* [Try it]: Reproduce verbatim the entries below from their first line through the line containing "213L479 243L607 246L604", including both of those lines.

:: Given entries

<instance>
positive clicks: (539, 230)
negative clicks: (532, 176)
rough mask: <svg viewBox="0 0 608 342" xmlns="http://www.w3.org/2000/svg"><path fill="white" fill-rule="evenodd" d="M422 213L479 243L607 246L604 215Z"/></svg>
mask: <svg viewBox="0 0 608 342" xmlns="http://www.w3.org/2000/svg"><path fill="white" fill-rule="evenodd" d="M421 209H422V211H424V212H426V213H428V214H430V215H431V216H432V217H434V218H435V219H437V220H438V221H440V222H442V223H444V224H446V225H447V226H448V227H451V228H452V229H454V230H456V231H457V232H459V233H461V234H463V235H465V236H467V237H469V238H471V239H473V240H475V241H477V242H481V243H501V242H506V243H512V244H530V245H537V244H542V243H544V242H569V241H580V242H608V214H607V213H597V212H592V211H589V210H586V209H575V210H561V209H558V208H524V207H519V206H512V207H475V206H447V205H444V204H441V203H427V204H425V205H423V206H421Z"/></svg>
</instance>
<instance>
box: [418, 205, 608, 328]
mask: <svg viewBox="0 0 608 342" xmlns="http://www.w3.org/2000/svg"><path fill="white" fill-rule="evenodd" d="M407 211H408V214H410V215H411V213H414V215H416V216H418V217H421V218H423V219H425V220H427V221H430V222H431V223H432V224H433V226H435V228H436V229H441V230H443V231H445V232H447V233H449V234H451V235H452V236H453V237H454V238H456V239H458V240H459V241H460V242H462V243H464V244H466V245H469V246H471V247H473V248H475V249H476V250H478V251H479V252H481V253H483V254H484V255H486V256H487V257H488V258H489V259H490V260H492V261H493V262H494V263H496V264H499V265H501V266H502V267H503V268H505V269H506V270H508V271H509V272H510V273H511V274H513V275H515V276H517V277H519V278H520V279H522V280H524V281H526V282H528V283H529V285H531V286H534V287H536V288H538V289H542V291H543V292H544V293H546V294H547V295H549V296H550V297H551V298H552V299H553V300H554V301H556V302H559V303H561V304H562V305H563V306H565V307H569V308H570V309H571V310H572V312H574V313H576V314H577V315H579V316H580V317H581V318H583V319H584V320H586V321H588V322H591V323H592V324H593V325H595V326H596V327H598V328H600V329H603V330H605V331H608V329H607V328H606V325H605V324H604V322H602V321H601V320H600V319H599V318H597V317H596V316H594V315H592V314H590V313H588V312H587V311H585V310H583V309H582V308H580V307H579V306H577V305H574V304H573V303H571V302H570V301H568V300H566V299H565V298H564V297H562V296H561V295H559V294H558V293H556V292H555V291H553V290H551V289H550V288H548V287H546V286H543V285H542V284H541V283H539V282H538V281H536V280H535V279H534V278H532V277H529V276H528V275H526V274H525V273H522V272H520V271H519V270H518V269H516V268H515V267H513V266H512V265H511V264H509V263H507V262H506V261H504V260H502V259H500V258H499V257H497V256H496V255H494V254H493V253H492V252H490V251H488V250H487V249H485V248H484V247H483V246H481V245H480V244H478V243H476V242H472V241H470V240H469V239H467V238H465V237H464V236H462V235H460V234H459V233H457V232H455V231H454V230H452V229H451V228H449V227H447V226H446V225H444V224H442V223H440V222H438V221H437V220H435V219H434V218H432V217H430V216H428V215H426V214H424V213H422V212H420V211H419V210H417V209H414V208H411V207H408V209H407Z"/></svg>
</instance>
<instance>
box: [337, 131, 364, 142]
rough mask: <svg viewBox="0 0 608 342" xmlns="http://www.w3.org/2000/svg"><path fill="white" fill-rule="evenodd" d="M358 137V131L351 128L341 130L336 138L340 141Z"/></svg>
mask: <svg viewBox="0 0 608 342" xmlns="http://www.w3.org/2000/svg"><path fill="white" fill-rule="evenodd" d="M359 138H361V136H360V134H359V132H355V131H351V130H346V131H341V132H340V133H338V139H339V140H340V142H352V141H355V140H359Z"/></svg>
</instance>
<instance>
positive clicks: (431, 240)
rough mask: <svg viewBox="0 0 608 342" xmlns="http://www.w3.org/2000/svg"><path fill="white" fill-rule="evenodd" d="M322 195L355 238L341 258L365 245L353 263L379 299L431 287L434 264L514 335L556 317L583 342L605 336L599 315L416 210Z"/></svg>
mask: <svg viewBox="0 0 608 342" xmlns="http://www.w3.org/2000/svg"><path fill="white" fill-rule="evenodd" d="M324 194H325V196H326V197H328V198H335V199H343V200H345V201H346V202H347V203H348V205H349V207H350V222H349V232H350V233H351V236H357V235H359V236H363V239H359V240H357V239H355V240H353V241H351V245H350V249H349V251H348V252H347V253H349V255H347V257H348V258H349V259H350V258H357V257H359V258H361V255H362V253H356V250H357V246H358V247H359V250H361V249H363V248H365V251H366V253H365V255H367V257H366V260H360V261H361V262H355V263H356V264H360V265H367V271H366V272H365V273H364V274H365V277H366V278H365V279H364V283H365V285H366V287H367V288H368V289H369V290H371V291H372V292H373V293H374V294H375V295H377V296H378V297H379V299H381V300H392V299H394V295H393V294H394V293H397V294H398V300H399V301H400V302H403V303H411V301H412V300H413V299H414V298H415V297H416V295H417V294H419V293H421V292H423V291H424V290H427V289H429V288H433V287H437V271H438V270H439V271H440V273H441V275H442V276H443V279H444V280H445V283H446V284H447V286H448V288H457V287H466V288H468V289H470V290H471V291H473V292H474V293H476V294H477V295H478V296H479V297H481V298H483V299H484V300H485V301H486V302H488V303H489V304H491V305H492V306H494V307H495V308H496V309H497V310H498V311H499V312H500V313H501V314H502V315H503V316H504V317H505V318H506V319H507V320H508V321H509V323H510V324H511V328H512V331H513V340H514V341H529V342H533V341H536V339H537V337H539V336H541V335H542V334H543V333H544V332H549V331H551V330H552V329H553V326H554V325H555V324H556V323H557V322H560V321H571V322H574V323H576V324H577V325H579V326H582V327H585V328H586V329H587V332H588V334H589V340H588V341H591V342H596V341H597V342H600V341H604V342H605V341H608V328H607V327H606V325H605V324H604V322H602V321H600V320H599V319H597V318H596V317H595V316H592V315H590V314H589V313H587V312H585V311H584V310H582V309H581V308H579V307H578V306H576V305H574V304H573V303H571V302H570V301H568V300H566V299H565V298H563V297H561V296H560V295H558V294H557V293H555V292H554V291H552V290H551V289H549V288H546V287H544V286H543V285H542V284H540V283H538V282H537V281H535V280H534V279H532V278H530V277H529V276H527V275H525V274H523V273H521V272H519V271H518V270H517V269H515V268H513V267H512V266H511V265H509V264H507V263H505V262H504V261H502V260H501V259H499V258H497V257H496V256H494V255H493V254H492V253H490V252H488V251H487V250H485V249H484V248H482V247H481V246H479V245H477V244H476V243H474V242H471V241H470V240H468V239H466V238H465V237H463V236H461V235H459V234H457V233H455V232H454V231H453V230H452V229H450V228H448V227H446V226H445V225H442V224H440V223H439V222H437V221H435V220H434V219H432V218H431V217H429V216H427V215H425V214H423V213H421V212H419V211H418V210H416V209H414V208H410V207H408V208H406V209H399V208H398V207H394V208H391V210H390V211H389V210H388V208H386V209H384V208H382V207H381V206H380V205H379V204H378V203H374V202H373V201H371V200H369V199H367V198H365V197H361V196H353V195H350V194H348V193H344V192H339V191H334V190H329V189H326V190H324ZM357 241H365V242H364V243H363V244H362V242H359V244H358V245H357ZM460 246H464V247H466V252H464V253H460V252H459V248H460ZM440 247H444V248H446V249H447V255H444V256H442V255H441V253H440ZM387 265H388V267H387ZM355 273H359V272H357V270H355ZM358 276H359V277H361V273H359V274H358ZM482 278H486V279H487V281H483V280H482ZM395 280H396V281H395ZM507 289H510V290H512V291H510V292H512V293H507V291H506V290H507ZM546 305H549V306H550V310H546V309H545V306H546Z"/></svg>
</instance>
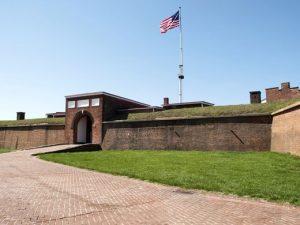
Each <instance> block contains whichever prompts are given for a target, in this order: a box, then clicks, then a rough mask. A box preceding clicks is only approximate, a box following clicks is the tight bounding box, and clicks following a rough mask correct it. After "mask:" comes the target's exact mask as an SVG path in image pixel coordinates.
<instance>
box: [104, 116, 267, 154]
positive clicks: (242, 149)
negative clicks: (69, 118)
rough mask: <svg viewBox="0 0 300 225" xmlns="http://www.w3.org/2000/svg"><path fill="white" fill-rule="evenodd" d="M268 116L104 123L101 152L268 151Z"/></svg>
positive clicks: (218, 117)
mask: <svg viewBox="0 0 300 225" xmlns="http://www.w3.org/2000/svg"><path fill="white" fill-rule="evenodd" d="M271 124H272V117H271V115H262V114H260V115H251V116H250V115H248V116H235V117H228V116H226V117H203V118H193V119H164V120H152V121H113V122H103V141H102V144H101V146H102V149H175V150H235V151H245V150H256V151H270V145H271Z"/></svg>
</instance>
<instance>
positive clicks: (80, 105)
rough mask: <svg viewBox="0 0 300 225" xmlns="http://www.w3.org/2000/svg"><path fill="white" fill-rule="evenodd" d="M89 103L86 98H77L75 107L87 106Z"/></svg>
mask: <svg viewBox="0 0 300 225" xmlns="http://www.w3.org/2000/svg"><path fill="white" fill-rule="evenodd" d="M89 105H90V102H89V100H88V99H84V100H78V101H77V107H78V108H80V107H89Z"/></svg>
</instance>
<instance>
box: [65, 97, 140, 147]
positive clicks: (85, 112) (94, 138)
mask: <svg viewBox="0 0 300 225" xmlns="http://www.w3.org/2000/svg"><path fill="white" fill-rule="evenodd" d="M93 98H100V106H91V99H93ZM81 99H89V100H90V104H89V105H90V106H89V107H84V108H77V105H76V107H75V108H73V109H68V107H67V105H66V120H65V121H66V128H65V134H66V141H67V143H69V144H72V143H75V142H76V134H77V131H76V129H77V127H76V126H77V122H78V120H79V119H80V118H81V117H82V115H89V116H90V117H91V118H92V120H93V125H92V143H94V144H101V142H102V121H105V120H108V119H110V118H111V117H112V116H114V115H115V114H116V113H117V109H128V108H138V107H144V105H143V104H139V103H136V102H131V101H127V100H125V99H119V98H114V97H110V96H107V95H99V96H95V95H93V96H84V97H76V98H68V99H67V101H78V100H81ZM67 101H66V104H67ZM77 119H78V120H77Z"/></svg>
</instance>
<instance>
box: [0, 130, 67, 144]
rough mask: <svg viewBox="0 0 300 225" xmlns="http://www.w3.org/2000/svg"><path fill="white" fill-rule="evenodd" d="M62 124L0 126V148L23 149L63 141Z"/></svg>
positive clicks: (64, 137)
mask: <svg viewBox="0 0 300 225" xmlns="http://www.w3.org/2000/svg"><path fill="white" fill-rule="evenodd" d="M64 130H65V126H64V125H31V126H7V127H0V148H10V149H24V148H31V147H37V146H43V145H53V144H63V143H65V132H64Z"/></svg>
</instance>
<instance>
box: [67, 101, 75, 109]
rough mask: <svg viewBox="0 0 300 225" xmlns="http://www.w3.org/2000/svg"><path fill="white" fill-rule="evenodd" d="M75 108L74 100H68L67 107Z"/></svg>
mask: <svg viewBox="0 0 300 225" xmlns="http://www.w3.org/2000/svg"><path fill="white" fill-rule="evenodd" d="M74 108H75V101H68V109H74Z"/></svg>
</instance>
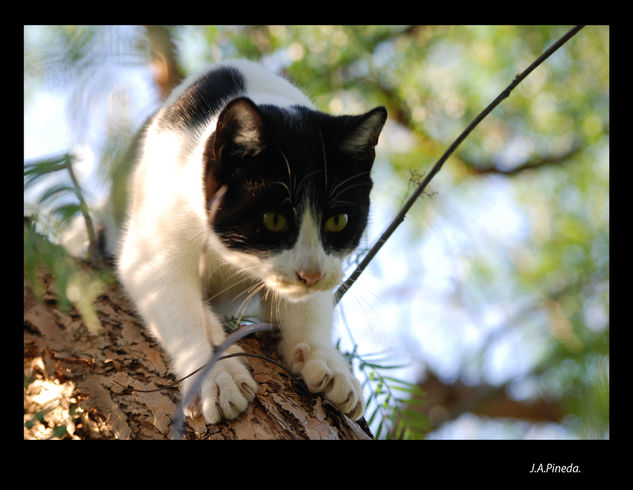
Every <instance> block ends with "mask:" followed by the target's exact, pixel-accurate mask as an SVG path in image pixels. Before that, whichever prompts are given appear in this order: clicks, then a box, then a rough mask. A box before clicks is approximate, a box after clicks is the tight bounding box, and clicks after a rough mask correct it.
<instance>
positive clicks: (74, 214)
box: [52, 203, 81, 222]
mask: <svg viewBox="0 0 633 490" xmlns="http://www.w3.org/2000/svg"><path fill="white" fill-rule="evenodd" d="M52 212H53V214H55V215H57V216H59V217H60V218H61V219H62V220H63V221H65V222H68V221H70V220H71V219H72V218H73V217H74V216H75V215H76V214H77V213H79V212H81V205H80V204H78V203H69V204H62V205H61V206H58V207H56V208H55V209H53V211H52Z"/></svg>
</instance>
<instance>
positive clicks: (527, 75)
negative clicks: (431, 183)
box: [335, 25, 584, 303]
mask: <svg viewBox="0 0 633 490" xmlns="http://www.w3.org/2000/svg"><path fill="white" fill-rule="evenodd" d="M583 27H584V26H582V25H579V26H576V27H574V28H572V29H570V30H569V31H568V32H567V33H566V34H565V35H564V36H563V37H561V38H560V39H559V40H558V41H556V42H555V43H554V44H552V46H550V47H549V48H548V49H547V50H545V51H544V52H543V54H541V56H539V57H538V58H537V59H536V60H535V61H534V62H533V63H532V64H531V65H530V66H528V67H527V68H526V69H525V70H524V71H522V72H521V73H519V74H518V75H517V76H516V77H515V78H514V80H513V81H512V83H511V84H510V85H508V86H507V87H506V88H505V90H504V91H503V92H501V93H500V94H499V96H497V98H496V99H495V100H493V101H492V102H491V103H490V104H489V105H488V106H487V107H486V108H485V109H484V110H483V111H481V113H480V114H479V115H478V116H477V117H476V118H475V119H474V120H473V121H472V122H471V123H470V124H469V125H468V126H467V127H466V129H465V130H464V131H463V132H462V133H461V134H460V135H459V136H458V137H457V139H456V140H455V141H453V143H452V144H451V145H450V146H449V147H448V149H447V150H446V151H445V152H444V154H443V155H442V156H441V157H440V159H439V160H438V161H437V162H436V163H435V165H433V167H432V168H431V170H430V171H429V173H428V174H427V175H426V177H425V178H424V180H423V181H422V183H421V184H420V185H419V186H418V188H417V189H416V190H415V192H414V193H413V194H412V195H411V197H410V198H409V199H408V200H407V202H406V203H405V204H404V206H403V207H402V209H400V211H399V212H398V214H397V215H396V217H395V218H394V219H393V221H392V222H391V223H390V224H389V226H388V227H387V229H386V230H385V231H384V232H383V234H382V235H381V236H380V238H378V240H377V241H376V243H375V244H374V246H373V247H372V248H371V249H370V250H369V252H367V255H365V257H364V258H363V260H362V261H361V263H360V264H359V265H358V266H357V267H356V269H355V270H354V272H352V274H351V275H350V276H349V277H348V278H347V279H346V280H345V282H344V283H343V284H341V285H340V286H339V288H338V289H337V290H336V293H335V302H336V303H338V302H339V301H340V300H341V298H342V297H343V295H344V294H345V293H346V292H347V291H348V290H349V288H350V287H351V286H352V285H353V284H354V282H356V279H358V277H359V276H360V275H361V274H362V272H363V271H364V270H365V268H366V267H367V265H368V264H369V262H371V261H372V259H373V258H374V257H375V256H376V254H377V253H378V251H379V250H380V249H381V248H382V246H383V245H384V244H385V242H386V241H387V240H388V239H389V237H390V236H391V235H392V234H393V232H394V231H395V230H396V228H398V226H400V224H401V223H402V222H403V221H404V218H405V216H406V214H407V213H408V211H409V209H410V208H411V207H412V206H413V204H415V202H416V201H417V200H418V198H419V197H420V196H421V195H422V193H423V192H424V189H425V188H426V186H427V185H428V184H429V182H430V181H431V179H432V178H433V177H435V174H437V173H438V172H439V171H440V169H441V168H442V165H444V162H445V161H446V160H447V159H448V157H449V156H450V155H451V154H452V153H453V152H454V151H455V150H456V149H457V147H458V146H459V145H460V144H461V142H462V141H464V140H465V139H466V137H467V136H468V135H469V134H470V133H471V132H472V130H473V129H475V127H476V126H477V125H478V124H479V123H480V122H481V121H482V120H483V119H484V118H485V117H486V116H487V115H488V114H489V113H490V112H492V110H493V109H494V108H495V107H497V106H498V105H499V104H500V103H501V102H502V101H503V100H504V99H506V98H507V97H508V96H509V95H510V92H512V90H514V88H515V87H516V86H517V85H518V84H519V83H521V82H522V81H523V79H525V77H527V76H528V75H529V74H530V73H532V71H533V70H534V69H535V68H536V67H537V66H539V65H540V64H541V63H543V62H544V61H545V60H546V59H547V58H549V57H550V56H551V55H552V54H553V53H554V52H555V51H556V50H558V48H560V47H561V46H562V45H563V44H565V43H566V42H567V41H568V40H569V39H571V38H572V37H573V36H574V35H575V34H576V33H577V32H578V31H579V30H580V29H582V28H583Z"/></svg>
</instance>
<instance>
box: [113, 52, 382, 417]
mask: <svg viewBox="0 0 633 490" xmlns="http://www.w3.org/2000/svg"><path fill="white" fill-rule="evenodd" d="M386 117H387V113H386V110H385V109H384V108H382V107H377V108H375V109H373V110H372V111H369V112H367V113H366V114H363V115H358V116H338V117H335V116H331V115H327V114H324V113H322V112H319V111H317V110H315V108H314V105H313V104H312V102H311V101H310V100H309V99H308V97H307V96H306V95H304V94H303V93H302V92H301V91H300V90H299V89H297V88H296V87H295V86H293V85H292V84H291V83H290V82H289V81H287V80H286V79H284V78H281V77H279V76H276V75H274V74H272V73H270V72H269V71H267V70H266V69H265V68H264V67H263V66H261V65H259V64H257V63H254V62H249V61H244V60H236V61H231V62H225V63H222V64H218V65H215V66H213V67H211V68H210V69H208V70H206V71H205V72H204V73H202V74H200V75H197V76H194V77H191V78H189V79H187V80H185V81H184V83H183V84H182V85H181V86H180V87H178V88H177V89H176V90H175V91H174V93H173V94H172V95H171V96H170V97H169V98H168V100H167V101H166V102H165V104H164V105H163V106H162V108H161V109H159V110H158V111H157V113H156V114H155V115H154V116H153V118H152V120H151V122H150V123H149V125H148V126H147V129H146V131H145V134H144V139H143V141H142V146H141V150H140V154H139V161H138V165H137V167H136V169H135V172H134V175H133V181H132V183H131V200H130V205H129V214H128V219H127V223H126V225H125V227H124V231H123V233H124V235H123V240H122V243H121V248H120V251H119V254H118V259H117V270H118V273H119V276H120V278H121V281H122V283H123V285H124V286H125V289H126V290H127V292H128V293H129V296H130V297H131V298H132V300H133V301H134V303H135V305H136V306H137V308H138V311H139V312H140V314H141V315H142V317H143V319H144V321H145V323H146V325H147V326H148V327H149V329H150V331H151V332H152V333H153V335H155V336H156V338H157V339H158V340H159V341H160V343H161V344H162V346H163V347H164V348H165V350H166V351H167V352H168V354H169V355H170V356H171V359H172V361H173V368H174V370H175V372H176V374H177V375H178V376H179V377H181V376H184V375H186V374H189V373H190V372H192V371H194V370H195V369H197V368H198V367H200V366H202V365H203V364H205V363H206V362H207V361H208V360H209V359H210V358H211V355H212V345H219V344H220V343H222V341H223V339H224V337H225V334H224V332H223V329H222V320H221V319H222V315H225V314H230V315H236V314H248V315H257V316H259V317H260V318H261V319H265V320H267V321H270V322H271V323H275V324H278V325H279V327H280V329H281V332H282V345H281V349H282V353H283V355H284V357H285V360H286V362H287V363H288V366H289V367H290V368H291V369H292V370H293V371H295V372H296V373H299V374H301V375H302V376H303V378H304V379H305V381H306V384H307V386H308V388H309V389H310V390H311V391H312V392H323V393H324V394H325V396H326V397H327V398H328V399H329V400H330V401H331V402H332V403H333V404H334V405H336V406H337V407H338V408H339V409H340V410H341V411H343V412H344V413H345V414H347V415H348V416H350V417H351V418H353V419H357V418H359V417H360V416H361V415H362V413H363V400H362V393H361V387H360V384H359V383H358V381H357V380H356V379H355V378H354V376H353V375H352V373H351V371H350V368H349V367H348V365H347V363H346V361H345V360H344V359H343V357H342V356H341V354H340V353H339V352H338V351H337V350H336V349H335V347H334V346H333V344H332V338H331V337H332V321H333V308H334V302H333V288H334V287H335V286H337V285H338V284H339V282H340V281H341V280H342V261H343V259H344V257H345V256H346V255H347V254H349V253H350V252H351V251H352V250H353V249H354V248H355V247H356V246H357V245H358V242H359V239H360V237H361V234H362V232H363V230H364V229H365V226H366V223H367V217H368V211H369V192H370V189H371V187H372V181H371V178H370V170H371V167H372V164H373V161H374V154H375V152H374V146H375V145H376V143H377V141H378V136H379V134H380V131H381V130H382V127H383V125H384V123H385V120H386ZM220 188H224V190H225V193H224V195H223V197H222V198H221V201H220V202H219V206H218V208H217V212H216V213H215V215H214V216H213V220H212V222H211V223H209V221H208V219H207V216H208V215H207V206H208V204H209V202H210V201H211V199H213V197H214V196H215V195H216V193H217V192H218V190H219V189H220ZM203 253H206V256H205V261H204V263H205V264H206V267H205V270H204V271H203V272H202V274H203V278H204V281H201V271H200V270H199V264H200V257H201V256H202V254H203ZM203 287H204V288H205V289H206V294H207V300H206V301H205V300H204V299H203V289H202V288H203ZM235 350H238V348H237V347H234V348H233V349H232V351H235ZM243 359H244V358H242V357H238V358H232V359H227V360H223V361H221V362H219V363H218V364H217V365H216V366H215V367H214V369H213V370H212V371H211V373H210V375H209V376H208V379H206V380H204V382H203V384H202V389H201V393H200V397H199V400H200V404H199V406H198V407H197V409H198V410H200V413H201V414H202V415H203V416H204V418H205V419H206V420H207V421H208V422H209V423H216V422H218V421H220V420H222V419H223V418H227V419H231V418H234V417H236V416H237V415H238V414H240V413H241V412H242V411H244V410H245V409H246V407H247V406H248V403H249V402H250V401H251V400H253V398H254V396H255V393H256V391H257V385H256V383H255V381H254V380H253V378H252V377H251V374H250V373H249V371H248V369H247V367H246V363H245V362H244V361H243ZM191 379H192V378H189V379H188V380H187V381H185V383H190V380H191ZM186 387H187V385H185V389H186Z"/></svg>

::::

* [Final answer]:
<instance>
positive clicks: (539, 230)
negative clicks: (532, 176)
rough mask: <svg viewBox="0 0 608 342" xmlns="http://www.w3.org/2000/svg"><path fill="white" fill-rule="evenodd" d="M422 213L479 243L607 246L604 215Z"/></svg>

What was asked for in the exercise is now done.